WHAT IS REQUIRED: One exact copy of the listing, minus the images, is the required answer.

Content starts

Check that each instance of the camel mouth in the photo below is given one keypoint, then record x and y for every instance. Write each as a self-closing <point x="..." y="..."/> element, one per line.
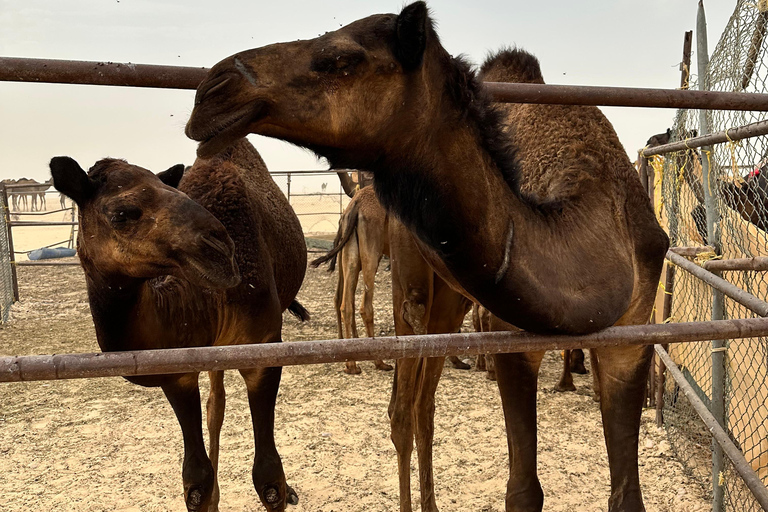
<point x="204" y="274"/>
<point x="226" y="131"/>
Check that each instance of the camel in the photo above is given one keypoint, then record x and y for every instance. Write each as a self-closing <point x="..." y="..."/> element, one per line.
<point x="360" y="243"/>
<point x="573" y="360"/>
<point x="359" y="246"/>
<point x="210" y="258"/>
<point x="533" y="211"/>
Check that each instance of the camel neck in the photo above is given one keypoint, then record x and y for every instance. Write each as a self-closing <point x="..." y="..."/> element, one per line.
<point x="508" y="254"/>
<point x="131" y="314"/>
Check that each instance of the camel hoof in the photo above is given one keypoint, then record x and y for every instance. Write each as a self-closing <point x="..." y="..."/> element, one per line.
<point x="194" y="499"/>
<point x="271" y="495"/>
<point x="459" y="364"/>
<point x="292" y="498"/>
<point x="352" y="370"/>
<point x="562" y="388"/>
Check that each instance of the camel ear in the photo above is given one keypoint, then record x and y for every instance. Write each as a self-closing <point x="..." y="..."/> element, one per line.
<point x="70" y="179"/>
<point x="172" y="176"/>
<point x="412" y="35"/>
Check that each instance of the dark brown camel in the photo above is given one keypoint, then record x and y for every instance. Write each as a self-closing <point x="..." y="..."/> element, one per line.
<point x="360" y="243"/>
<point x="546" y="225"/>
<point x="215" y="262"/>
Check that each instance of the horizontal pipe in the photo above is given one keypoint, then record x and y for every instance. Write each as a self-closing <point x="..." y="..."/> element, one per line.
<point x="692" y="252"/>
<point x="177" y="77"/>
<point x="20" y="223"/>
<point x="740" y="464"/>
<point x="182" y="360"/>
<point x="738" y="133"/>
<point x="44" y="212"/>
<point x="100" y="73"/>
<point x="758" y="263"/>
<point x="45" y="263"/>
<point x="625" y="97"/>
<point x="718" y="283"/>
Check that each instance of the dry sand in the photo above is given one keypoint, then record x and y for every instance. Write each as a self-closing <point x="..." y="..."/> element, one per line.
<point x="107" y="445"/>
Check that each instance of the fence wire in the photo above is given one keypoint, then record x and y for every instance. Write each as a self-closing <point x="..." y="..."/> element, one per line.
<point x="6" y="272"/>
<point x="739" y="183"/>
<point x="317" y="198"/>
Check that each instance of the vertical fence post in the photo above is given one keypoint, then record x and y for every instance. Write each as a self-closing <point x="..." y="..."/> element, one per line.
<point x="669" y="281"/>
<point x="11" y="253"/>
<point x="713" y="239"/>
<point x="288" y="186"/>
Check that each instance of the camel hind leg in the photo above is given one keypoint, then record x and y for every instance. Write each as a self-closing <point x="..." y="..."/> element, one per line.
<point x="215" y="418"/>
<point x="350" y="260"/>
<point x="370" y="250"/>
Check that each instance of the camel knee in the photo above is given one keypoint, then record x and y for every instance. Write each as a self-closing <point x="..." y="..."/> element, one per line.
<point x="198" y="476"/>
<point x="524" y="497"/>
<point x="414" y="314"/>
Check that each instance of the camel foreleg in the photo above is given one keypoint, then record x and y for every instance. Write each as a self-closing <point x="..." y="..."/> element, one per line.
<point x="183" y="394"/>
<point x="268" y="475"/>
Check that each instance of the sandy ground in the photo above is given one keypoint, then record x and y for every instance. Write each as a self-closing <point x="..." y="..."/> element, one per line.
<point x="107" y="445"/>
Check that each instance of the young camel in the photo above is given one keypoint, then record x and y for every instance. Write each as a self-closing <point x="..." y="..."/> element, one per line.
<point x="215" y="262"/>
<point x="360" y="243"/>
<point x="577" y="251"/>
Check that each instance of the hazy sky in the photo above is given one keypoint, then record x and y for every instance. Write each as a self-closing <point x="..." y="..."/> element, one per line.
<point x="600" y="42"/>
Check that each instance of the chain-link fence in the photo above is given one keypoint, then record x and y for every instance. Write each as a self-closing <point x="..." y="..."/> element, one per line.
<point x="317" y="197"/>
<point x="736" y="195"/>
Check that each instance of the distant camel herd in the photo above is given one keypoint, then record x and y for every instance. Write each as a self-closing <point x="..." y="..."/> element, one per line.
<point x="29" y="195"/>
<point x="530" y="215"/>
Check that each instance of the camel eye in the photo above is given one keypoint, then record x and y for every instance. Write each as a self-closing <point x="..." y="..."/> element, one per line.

Content ends

OUTPUT OF THE TASK:
Check that each instance of the camel mouth in the photo below is given one keypoint, then record x and y for every instance. Write each as a self-closing <point x="..." y="..."/> element, one per line.
<point x="204" y="274"/>
<point x="226" y="131"/>
Check that each instance of the camel in the photo above is given one keypoint, then record x and y for every instance. Write each as a self-closing <point x="..." y="..."/> element, one per line.
<point x="360" y="243"/>
<point x="573" y="360"/>
<point x="359" y="246"/>
<point x="210" y="258"/>
<point x="533" y="211"/>
Check that each instance of the camel neck in the photo above is given one keypoint, then record x and y for every instance. Write each as a self-closing <point x="..." y="..."/> element, one per line.
<point x="508" y="254"/>
<point x="131" y="314"/>
Check that each instance of the camel hoof in the photo above is given one keypoint, then record x and y for every instance. Write each as a self-closing <point x="..." y="..."/> element, one per line.
<point x="194" y="499"/>
<point x="271" y="495"/>
<point x="459" y="364"/>
<point x="292" y="498"/>
<point x="352" y="370"/>
<point x="562" y="388"/>
Check that each instance of the camel ear in the photo above is given one keypoint, then record x and y for every instance. Write each as a self-closing <point x="..." y="..."/> element, one per line.
<point x="70" y="179"/>
<point x="172" y="176"/>
<point x="412" y="35"/>
Check that each instance of the dark brown camel in the photo above is given one keypoint, then record x and y for every instance. Write each as a self-closing <point x="..." y="..."/> element, one per line.
<point x="360" y="243"/>
<point x="546" y="225"/>
<point x="215" y="262"/>
Check that each instance of the horizontal pipe in the photo above is given one keypoint, then record x and y for every instance. Write each as a self-closing <point x="..." y="..."/> element, one per line.
<point x="692" y="252"/>
<point x="177" y="77"/>
<point x="20" y="223"/>
<point x="740" y="464"/>
<point x="182" y="360"/>
<point x="738" y="133"/>
<point x="44" y="212"/>
<point x="100" y="73"/>
<point x="758" y="263"/>
<point x="45" y="263"/>
<point x="625" y="97"/>
<point x="718" y="283"/>
Check that each instance of the dry sand in the photo above is given one keypoint, then record x and y for every instance. Write each as a self-closing <point x="..." y="..."/> element, one per line.
<point x="107" y="445"/>
Check that each instance of the fence wire in the photo above is given one keypoint, then record x and y for every instance. Write each as a self-closing <point x="..." y="..."/> element, one per line.
<point x="6" y="272"/>
<point x="739" y="183"/>
<point x="317" y="198"/>
Check that each instance of the vertical fence post in the photo above is given one keypoint, then record x and y for every instance. Write each as a self-closing <point x="..." y="..."/> element, one per line.
<point x="669" y="281"/>
<point x="11" y="253"/>
<point x="713" y="239"/>
<point x="288" y="186"/>
Check that each instance of the camel hind leg in the photo above is given one keypoint, then record x and y for every instance. Write each as a self-closing <point x="..." y="..."/> element, one per line.
<point x="215" y="418"/>
<point x="350" y="260"/>
<point x="370" y="250"/>
Check that each instance of the camel knee in the photo above is given one keypoint, then record x and y for every instance. Write each as a self-closing <point x="..." y="..."/> element, one per line.
<point x="198" y="476"/>
<point x="524" y="497"/>
<point x="414" y="314"/>
Check that each instance of the camel foreleg in the photo above is given one keypoint, then record x and y for every instance. Write each as a self-closing <point x="..." y="..."/> element, one per line.
<point x="183" y="394"/>
<point x="268" y="475"/>
Check that each instance of the sandy ground in the photo above is given one keypoint, then record x and y for every instance. Write each as a self-closing <point x="..." y="..."/> element, one per line.
<point x="107" y="445"/>
Check that each instance of the young camel in the photo above is given one keypoint, then record x and y for every instance. Write each as a self-closing <point x="..." y="..."/> element, one per line.
<point x="215" y="262"/>
<point x="360" y="243"/>
<point x="577" y="251"/>
Check that each instance of the hazy sky in the photo above is given one keypoint, then record x and y for every instance. Write each as a self-closing <point x="..." y="..."/> element, one per line.
<point x="600" y="42"/>
Check that each instance of the chain-link fence in the photo above is given one keypoint, then record x and y for every instance. Write each as a self-closing <point x="..." y="..."/> element, one per line.
<point x="317" y="197"/>
<point x="736" y="195"/>
Check that each instance of the distant camel herd in the photo above is given one keypoint, then record x and y for every instance. Write each as a self-closing <point x="..." y="..."/> element, one per line.
<point x="29" y="195"/>
<point x="530" y="215"/>
Check that each instance of the camel eye in the photo above is given one keypoint, then record x and y for every instance. Write each as a self-closing <point x="..." y="..."/> element, one per line.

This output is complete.